**Task brief:**
All entries below need to be written out exactly, but without their pictures.

— Begin —

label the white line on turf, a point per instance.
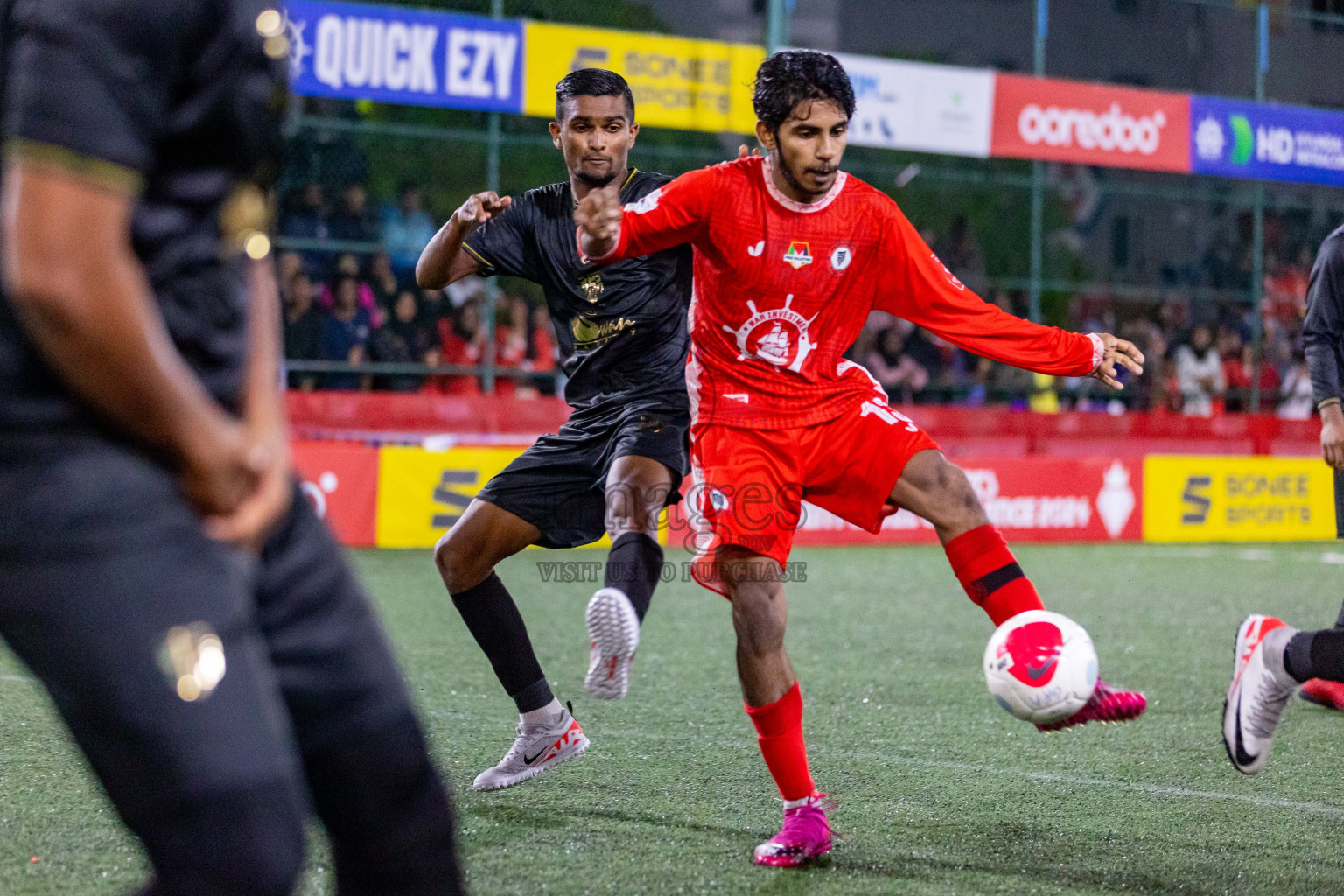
(1158, 790)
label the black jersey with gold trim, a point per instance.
(621, 328)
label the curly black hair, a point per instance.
(797, 75)
(592, 82)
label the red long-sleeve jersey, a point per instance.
(782, 289)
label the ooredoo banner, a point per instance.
(340, 481)
(920, 107)
(1090, 124)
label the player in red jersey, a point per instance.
(790, 256)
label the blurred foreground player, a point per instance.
(1271, 657)
(621, 456)
(790, 256)
(192, 621)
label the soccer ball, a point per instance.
(1040, 667)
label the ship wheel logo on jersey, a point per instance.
(592, 286)
(799, 254)
(779, 336)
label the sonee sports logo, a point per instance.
(799, 254)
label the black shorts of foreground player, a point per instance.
(621, 456)
(192, 621)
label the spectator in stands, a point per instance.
(347, 266)
(1200, 374)
(962, 256)
(346, 335)
(406, 228)
(304, 216)
(894, 368)
(1298, 402)
(511, 343)
(461, 341)
(303, 328)
(383, 281)
(351, 220)
(405, 339)
(542, 351)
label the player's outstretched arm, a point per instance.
(1117, 351)
(598, 216)
(444, 260)
(82, 296)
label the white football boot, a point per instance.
(613, 635)
(539, 746)
(1258, 693)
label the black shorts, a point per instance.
(559, 484)
(101, 559)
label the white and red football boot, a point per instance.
(1258, 693)
(539, 746)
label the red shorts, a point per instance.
(749, 485)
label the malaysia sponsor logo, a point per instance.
(777, 336)
(1110, 130)
(799, 254)
(646, 203)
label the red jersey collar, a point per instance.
(792, 205)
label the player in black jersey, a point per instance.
(1271, 659)
(621, 456)
(191, 618)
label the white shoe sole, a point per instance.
(564, 755)
(613, 632)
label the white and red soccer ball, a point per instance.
(1040, 667)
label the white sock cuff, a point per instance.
(546, 712)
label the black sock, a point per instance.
(495, 622)
(1316, 654)
(634, 566)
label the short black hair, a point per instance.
(797, 75)
(592, 82)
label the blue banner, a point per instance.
(1265, 141)
(403, 55)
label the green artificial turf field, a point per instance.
(941, 792)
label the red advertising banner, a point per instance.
(340, 479)
(1090, 124)
(1030, 499)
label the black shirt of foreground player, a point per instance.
(172, 100)
(621, 328)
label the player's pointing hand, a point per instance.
(480, 208)
(1117, 351)
(598, 216)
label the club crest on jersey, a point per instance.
(948, 271)
(777, 338)
(799, 254)
(592, 286)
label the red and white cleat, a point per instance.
(804, 837)
(1106, 704)
(1323, 693)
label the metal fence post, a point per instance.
(1258, 223)
(492, 182)
(1038, 175)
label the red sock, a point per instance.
(990, 574)
(780, 735)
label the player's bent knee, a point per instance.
(242, 844)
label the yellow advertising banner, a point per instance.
(1236, 499)
(677, 82)
(423, 494)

— End —

**Answer to the exercise:**
label the white line on turf, a point per instance.
(1158, 790)
label the black jersey with gold trim, a point per instance.
(621, 328)
label the curly black hair, a point per instance.
(797, 75)
(592, 82)
label the red long-sleeve jersey, a point per instance.
(782, 289)
label the ooredoo banner, a point per instance.
(340, 481)
(920, 107)
(1090, 124)
label the player in red jersey, a point per instance.
(790, 256)
label the blurred foreground player, a point per instance.
(1271, 657)
(621, 456)
(790, 256)
(192, 621)
label the soccer ball, a point per instance.
(1040, 667)
label the ship wheel logo on jersey, a point per instance.
(592, 286)
(799, 254)
(779, 336)
label the sonee sports logo, a point per instance.
(799, 254)
label the black shorts of foreground player, a point per instance.
(621, 456)
(192, 621)
label the spectator in stands, a point per instance.
(347, 266)
(1200, 374)
(962, 256)
(346, 335)
(406, 228)
(304, 216)
(894, 368)
(1298, 402)
(511, 343)
(461, 341)
(303, 328)
(383, 281)
(351, 220)
(405, 339)
(542, 351)
label the player's outstretched arm, a point per instance.
(1117, 351)
(598, 216)
(444, 260)
(82, 296)
label the white football boot, a point per instance.
(613, 635)
(539, 746)
(1258, 693)
label the black shorts, a point per instance.
(559, 484)
(101, 559)
label the white and red football boot, a point per instance.
(1258, 693)
(539, 746)
label the red shorts, a point per instance.
(749, 485)
label the malaysia sponsor logo, a point per instance.
(777, 336)
(1110, 130)
(799, 254)
(646, 203)
label the red jersey collar, a point per instance.
(792, 205)
label the player in black jersey, a point per instance.
(1271, 659)
(621, 456)
(191, 618)
label the white shoe sole, a point per instance.
(564, 755)
(613, 632)
label the white and red soccer ball, a point per instance.
(1040, 667)
label the white sock cuff, a point per instance.
(546, 712)
label the black sock, a point per instance.
(495, 622)
(1316, 654)
(634, 566)
label the short black hair, a point per instance.
(797, 75)
(592, 82)
label the blue banner, a point per instance.
(1265, 141)
(403, 55)
label the green artificial turf field, a point per instance.
(941, 792)
label the red advertising banner, a point per instance.
(340, 479)
(1090, 124)
(1030, 499)
label the black shirt of foreground player, a point per instance.
(172, 100)
(621, 328)
label the player's pointing hand, a point per instance.
(480, 208)
(1117, 351)
(598, 216)
label the club crest on jersey, a point per instance.
(948, 271)
(777, 338)
(799, 254)
(592, 286)
label the red and white cleat, a point per instance.
(804, 837)
(1106, 704)
(1323, 693)
label the metal fence post, a point per instance.
(1258, 223)
(492, 182)
(1038, 175)
label the red sock, a point per instance.
(990, 574)
(780, 735)
label the player's bent knee, a point per instance.
(242, 844)
label the yellow advertising banner, a point per instance.
(1236, 499)
(677, 82)
(423, 494)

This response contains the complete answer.